● REQUIREMENT: Retype each line of the listing below verbatim, with no changes.

● DATA ROWS:
>>>>

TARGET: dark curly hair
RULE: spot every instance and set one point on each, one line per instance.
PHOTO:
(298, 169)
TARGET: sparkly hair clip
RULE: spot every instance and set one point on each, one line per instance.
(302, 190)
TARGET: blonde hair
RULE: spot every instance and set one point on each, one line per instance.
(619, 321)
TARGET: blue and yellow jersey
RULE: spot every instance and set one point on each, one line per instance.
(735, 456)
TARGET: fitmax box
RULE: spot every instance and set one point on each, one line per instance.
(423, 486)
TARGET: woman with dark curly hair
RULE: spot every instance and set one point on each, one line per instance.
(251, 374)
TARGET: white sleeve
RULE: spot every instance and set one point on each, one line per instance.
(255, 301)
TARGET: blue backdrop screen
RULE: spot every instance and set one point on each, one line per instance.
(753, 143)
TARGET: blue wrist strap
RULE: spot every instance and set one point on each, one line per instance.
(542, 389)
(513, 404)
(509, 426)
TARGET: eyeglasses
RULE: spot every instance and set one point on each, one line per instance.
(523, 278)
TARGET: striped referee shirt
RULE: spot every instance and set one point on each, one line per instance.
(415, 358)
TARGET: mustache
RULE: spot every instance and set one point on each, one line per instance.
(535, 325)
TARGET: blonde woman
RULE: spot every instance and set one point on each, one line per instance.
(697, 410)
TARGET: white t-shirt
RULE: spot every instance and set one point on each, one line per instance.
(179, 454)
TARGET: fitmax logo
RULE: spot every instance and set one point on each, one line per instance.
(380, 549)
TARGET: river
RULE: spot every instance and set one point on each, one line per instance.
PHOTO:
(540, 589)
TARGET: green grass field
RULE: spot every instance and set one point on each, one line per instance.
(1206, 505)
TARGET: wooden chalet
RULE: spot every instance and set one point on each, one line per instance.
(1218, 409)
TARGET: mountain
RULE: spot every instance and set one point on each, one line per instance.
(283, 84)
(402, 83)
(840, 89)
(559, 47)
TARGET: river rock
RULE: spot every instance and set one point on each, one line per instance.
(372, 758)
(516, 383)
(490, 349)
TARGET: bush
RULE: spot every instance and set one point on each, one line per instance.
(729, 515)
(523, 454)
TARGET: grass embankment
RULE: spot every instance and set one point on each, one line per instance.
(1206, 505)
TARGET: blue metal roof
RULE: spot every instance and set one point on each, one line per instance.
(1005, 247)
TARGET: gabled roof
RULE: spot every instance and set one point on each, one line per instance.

<<<<

● EXERCISE SOLUTION:
TARGET: dark curly hair
RULE: spot every instance and set one point on each, one line per instance.
PHOTO:
(298, 169)
TARGET: sparkly hair clip
RULE: spot every instance and set one point on each, one line per instance.
(302, 190)
TARGET: blonde hair
RULE: spot every instance and set one point on each, one line per instance.
(619, 321)
TARGET: blue and yellow jersey
RULE: spot every instance and set one point on each, one line per instance.
(735, 456)
TARGET: fitmax box
RULE: spot every instance and set one point on each, one line per instance.
(423, 486)
TARGET: woman with dark curly hair
RULE: spot every instance and set one point on each, one line per instance.
(251, 374)
TARGET: white sleeve
RULE: spot every instance and set one point on each, one line per instance.
(255, 301)
TARGET: blue backdrop screen
RULE: spot every instance and set one point on each, one line per instance.
(753, 143)
TARGET: blue wrist strap
RULE: spot every instance and set one point on each, one line per instance.
(542, 389)
(513, 404)
(509, 426)
TARGET: eyeglasses
RULE: spot every instance and set one point on each, one line per instance.
(523, 278)
TARGET: striped referee shirt
RULE: spot every instance and set one point on each, one line per instance.
(415, 358)
TARGET: mustache
RULE: spot every instance and set one point on each, one line per instance.
(535, 325)
TARGET: blonde woman
RULE: spot every instance and set one point on each, one line per instance.
(697, 410)
TARGET: white t-shirt
RULE: spot every instance and set one point on each, one line per instance.
(179, 454)
TARGET: fitmax logo
RULE: spot every instance and set one point on each, one line per instance.
(380, 549)
TARGET: river
RULE: spot every instance and set one point on each, one line per instance.
PHOTO:
(540, 589)
TARGET: green grass field
RULE: spot every instance and set one point on each, one line per instance.
(1206, 505)
TARGET: wooden chalet
RULE: spot every instance and set one point on each, one line per instance.
(1218, 409)
TARGET: mountain
RULE: spot every instance and set one point on each, one line per instance.
(283, 84)
(402, 83)
(840, 89)
(559, 47)
TARGET: river rock
RULE: spot every instance and set one point on each, one line per instance.
(372, 758)
(516, 383)
(490, 349)
TARGET: bush
RULE: spot every instance and set one point on each, one line per instance.
(729, 515)
(523, 454)
TARGET: grass embankment
RULE: spot every instance and set one point on each, one line per instance.
(1206, 505)
TARGET: blue metal roof
RULE: spot every instance and set one point on each, one line per instance.
(1005, 247)
TARGET: gabled roof
RULE: spot every instance and set one point on each, one line per instance.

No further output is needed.